» DESCRIPTION OF THE TASK: List every line below that contains the word "viaduct", copying each such line in full.
● ● ● ●
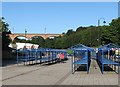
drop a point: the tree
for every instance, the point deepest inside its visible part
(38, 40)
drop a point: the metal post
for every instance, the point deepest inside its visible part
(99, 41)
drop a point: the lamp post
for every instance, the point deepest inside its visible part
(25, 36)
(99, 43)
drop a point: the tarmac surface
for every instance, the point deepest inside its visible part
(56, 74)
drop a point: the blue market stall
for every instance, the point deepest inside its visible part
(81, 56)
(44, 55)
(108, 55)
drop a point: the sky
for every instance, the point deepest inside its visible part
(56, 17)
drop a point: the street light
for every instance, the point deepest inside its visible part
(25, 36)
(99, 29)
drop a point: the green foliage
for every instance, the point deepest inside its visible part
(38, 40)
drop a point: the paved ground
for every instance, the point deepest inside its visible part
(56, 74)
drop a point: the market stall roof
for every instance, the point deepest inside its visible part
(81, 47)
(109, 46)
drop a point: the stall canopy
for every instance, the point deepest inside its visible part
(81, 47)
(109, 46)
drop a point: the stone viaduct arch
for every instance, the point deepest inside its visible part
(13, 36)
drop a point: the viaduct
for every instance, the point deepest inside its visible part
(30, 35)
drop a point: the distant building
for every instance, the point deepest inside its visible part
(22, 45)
● ● ● ●
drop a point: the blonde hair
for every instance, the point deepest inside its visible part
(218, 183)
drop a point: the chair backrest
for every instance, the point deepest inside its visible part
● ● ● ●
» EXERCISE ANSWER:
drop a point: the stone viaduct arch
drop a point: the viaduct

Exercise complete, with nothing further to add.